Task prompt - The answer must be an exact copy of the lines from the one holding "Target: forest" through the final line of the entries, and nothing else.

Task input -
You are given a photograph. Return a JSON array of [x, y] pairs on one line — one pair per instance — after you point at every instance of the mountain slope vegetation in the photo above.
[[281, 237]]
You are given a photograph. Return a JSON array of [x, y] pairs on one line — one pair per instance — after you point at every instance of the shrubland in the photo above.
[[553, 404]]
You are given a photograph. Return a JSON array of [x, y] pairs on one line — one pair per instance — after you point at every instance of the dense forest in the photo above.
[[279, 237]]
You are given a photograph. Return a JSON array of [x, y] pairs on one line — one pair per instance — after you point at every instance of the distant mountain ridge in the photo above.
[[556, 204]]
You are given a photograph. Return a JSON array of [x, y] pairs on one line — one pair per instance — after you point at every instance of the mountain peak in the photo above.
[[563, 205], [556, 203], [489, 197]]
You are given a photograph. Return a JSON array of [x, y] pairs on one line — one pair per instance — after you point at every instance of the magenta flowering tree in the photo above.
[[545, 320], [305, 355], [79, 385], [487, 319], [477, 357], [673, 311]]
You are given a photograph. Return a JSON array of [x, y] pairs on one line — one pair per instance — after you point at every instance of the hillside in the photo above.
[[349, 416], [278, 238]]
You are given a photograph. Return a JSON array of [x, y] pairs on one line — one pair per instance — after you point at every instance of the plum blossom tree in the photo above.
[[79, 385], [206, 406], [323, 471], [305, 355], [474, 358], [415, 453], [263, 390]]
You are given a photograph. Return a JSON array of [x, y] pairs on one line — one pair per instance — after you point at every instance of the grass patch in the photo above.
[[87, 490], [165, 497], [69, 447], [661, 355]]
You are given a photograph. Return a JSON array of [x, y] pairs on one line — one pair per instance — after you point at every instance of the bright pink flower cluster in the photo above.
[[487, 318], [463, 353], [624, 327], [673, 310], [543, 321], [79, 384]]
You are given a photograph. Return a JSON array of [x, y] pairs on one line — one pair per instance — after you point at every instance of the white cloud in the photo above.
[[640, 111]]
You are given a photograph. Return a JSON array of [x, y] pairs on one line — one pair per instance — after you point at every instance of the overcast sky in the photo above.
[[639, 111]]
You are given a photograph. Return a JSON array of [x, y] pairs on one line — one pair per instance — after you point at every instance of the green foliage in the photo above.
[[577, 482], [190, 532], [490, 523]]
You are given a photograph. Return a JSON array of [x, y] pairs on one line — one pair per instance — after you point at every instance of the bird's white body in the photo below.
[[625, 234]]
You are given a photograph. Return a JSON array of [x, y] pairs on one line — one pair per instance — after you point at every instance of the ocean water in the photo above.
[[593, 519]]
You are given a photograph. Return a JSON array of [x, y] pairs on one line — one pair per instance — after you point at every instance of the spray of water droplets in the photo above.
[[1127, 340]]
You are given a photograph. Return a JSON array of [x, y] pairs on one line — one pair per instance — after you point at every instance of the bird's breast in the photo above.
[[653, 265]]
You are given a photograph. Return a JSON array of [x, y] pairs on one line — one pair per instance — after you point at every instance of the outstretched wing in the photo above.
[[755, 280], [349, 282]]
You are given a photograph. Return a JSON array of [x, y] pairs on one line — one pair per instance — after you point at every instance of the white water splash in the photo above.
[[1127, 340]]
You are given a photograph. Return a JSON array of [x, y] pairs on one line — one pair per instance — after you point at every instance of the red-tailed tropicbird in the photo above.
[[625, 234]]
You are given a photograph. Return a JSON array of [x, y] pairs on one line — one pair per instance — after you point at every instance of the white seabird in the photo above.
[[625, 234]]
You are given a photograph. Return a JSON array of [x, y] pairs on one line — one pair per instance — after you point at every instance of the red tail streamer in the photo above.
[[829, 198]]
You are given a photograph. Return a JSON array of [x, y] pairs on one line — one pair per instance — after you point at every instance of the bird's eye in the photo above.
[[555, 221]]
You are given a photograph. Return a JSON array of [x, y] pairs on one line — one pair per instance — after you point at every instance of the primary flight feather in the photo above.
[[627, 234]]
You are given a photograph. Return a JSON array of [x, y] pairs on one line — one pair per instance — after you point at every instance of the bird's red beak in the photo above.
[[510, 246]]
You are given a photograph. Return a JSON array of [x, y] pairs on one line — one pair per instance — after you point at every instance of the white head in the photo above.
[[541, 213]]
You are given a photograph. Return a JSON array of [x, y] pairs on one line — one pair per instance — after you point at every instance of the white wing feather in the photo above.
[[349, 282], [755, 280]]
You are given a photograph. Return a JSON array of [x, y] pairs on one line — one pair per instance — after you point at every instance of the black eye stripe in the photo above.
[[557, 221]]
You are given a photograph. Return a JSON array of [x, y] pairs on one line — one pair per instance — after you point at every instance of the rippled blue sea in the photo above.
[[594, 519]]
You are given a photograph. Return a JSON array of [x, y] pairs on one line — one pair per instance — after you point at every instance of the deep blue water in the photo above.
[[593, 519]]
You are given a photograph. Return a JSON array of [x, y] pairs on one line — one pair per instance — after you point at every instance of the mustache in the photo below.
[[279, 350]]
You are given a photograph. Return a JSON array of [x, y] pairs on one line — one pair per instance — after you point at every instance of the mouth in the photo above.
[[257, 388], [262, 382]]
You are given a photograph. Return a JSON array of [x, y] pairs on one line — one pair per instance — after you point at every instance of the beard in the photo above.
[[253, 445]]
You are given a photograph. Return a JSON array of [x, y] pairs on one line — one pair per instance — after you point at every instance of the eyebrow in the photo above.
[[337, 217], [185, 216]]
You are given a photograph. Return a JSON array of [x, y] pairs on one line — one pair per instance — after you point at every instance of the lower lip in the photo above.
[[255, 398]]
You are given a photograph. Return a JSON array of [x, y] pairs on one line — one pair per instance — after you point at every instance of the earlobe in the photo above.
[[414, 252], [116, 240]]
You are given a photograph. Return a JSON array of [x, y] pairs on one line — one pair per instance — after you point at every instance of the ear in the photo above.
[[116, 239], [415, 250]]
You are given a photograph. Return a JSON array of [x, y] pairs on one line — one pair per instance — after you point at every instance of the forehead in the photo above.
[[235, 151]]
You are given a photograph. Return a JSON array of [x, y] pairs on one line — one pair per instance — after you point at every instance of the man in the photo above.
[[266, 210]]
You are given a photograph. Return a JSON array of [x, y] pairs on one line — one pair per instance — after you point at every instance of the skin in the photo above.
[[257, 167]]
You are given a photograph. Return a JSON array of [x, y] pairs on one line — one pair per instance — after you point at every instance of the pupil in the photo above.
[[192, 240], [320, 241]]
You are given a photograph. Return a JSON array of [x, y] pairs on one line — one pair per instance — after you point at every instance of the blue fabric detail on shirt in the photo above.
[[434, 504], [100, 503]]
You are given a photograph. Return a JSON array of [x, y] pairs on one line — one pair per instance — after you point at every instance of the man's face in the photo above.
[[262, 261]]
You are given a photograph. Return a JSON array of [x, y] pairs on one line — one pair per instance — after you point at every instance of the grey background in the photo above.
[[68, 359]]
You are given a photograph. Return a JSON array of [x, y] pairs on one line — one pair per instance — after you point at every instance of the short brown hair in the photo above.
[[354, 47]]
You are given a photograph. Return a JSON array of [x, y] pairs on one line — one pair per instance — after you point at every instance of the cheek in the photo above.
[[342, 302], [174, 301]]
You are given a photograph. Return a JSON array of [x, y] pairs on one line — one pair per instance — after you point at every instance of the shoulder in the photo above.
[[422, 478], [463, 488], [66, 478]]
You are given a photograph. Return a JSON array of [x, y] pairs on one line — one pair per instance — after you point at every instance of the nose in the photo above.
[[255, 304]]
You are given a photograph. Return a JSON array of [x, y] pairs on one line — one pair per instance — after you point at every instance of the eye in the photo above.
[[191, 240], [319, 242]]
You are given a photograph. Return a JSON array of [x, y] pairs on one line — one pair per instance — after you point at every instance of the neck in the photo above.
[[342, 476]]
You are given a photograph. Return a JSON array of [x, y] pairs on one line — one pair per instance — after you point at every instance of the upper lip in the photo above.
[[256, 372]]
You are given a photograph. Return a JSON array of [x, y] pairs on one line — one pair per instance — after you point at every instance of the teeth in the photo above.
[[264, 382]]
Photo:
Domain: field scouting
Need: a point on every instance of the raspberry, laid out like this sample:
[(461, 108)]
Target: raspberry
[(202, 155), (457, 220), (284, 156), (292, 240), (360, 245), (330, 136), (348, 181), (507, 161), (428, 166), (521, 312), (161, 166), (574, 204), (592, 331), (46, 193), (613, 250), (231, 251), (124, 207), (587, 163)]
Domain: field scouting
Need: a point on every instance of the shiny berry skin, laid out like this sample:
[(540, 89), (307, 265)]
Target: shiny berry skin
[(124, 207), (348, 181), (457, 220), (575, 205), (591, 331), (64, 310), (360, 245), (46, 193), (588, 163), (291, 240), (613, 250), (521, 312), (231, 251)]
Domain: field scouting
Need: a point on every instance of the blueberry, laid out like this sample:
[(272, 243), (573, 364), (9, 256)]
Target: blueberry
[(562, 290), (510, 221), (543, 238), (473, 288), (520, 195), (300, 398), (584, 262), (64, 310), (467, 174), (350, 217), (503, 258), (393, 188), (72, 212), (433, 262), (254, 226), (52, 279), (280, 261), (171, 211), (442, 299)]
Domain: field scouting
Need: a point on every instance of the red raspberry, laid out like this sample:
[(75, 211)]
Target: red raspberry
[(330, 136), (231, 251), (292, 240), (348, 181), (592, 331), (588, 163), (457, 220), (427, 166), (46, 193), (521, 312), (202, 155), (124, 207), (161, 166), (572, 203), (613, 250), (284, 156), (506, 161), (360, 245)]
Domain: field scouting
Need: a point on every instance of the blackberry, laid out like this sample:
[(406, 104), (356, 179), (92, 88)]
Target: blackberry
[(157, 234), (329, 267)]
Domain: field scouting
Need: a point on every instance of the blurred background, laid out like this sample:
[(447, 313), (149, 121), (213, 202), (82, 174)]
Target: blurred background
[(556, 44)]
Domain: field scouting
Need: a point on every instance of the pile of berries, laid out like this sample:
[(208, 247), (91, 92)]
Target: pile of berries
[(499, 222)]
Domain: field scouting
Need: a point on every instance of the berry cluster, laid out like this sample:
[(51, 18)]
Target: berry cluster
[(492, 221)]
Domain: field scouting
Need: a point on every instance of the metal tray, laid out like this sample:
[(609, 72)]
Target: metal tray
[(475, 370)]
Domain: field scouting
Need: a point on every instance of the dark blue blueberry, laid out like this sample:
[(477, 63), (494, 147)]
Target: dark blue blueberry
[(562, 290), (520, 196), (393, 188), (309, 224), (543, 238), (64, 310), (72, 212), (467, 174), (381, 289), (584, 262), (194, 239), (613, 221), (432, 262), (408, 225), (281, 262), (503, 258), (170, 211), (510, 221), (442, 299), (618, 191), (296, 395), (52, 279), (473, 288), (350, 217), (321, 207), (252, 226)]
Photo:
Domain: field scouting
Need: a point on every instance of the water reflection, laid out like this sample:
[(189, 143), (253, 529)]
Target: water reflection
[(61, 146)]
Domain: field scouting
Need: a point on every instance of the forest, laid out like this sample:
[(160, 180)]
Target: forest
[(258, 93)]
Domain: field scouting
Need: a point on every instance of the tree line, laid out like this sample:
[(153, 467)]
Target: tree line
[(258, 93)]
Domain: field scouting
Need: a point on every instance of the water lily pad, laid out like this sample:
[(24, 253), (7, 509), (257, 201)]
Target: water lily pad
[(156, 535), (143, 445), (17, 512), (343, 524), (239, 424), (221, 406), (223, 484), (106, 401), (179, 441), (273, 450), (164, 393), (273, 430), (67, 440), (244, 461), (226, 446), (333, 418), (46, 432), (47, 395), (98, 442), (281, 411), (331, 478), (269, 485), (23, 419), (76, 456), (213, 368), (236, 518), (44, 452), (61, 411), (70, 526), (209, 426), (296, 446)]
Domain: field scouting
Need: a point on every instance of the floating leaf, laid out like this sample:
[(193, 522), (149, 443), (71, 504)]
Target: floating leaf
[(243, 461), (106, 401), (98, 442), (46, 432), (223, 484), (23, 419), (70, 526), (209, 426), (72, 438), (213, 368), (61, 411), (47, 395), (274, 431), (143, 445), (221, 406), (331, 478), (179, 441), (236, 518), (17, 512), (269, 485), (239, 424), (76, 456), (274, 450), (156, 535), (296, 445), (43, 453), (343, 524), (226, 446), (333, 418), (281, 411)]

Solution for this exercise -
Target: forest
[(258, 93)]
Domain: field scouting
Need: a point on every instance of the tree line, laid out like this sample:
[(153, 467)]
Target: tree line
[(258, 93)]
Domain: field scouting
Need: a point on every instance of the water lily pad, laid out like this sample:
[(24, 253), (7, 509), (257, 201)]
Target: water lily pad
[(156, 535), (143, 445), (17, 512), (343, 524), (239, 424), (221, 406), (223, 484), (106, 401), (179, 441), (273, 450), (164, 393), (273, 430), (67, 440), (244, 461), (226, 446), (333, 418), (46, 432), (47, 395), (98, 442), (281, 411), (331, 478), (269, 485), (23, 419), (76, 456), (213, 368), (236, 518), (44, 452), (61, 411), (70, 526), (209, 426), (296, 446)]
Domain: field scouting
Need: a point on every instance of the floating leaf, laid out like this sample:
[(193, 522), (149, 443), (71, 504)]
Target: floating leaf
[(243, 461), (106, 401), (98, 442), (46, 432), (223, 484), (23, 419), (70, 526), (209, 426), (72, 438), (213, 368), (61, 411), (47, 395), (274, 431), (143, 445), (221, 406), (331, 478), (179, 441), (236, 518), (17, 512), (269, 485), (239, 424), (76, 456), (274, 450), (156, 535), (296, 445), (43, 453), (343, 524), (226, 446), (333, 418), (281, 411)]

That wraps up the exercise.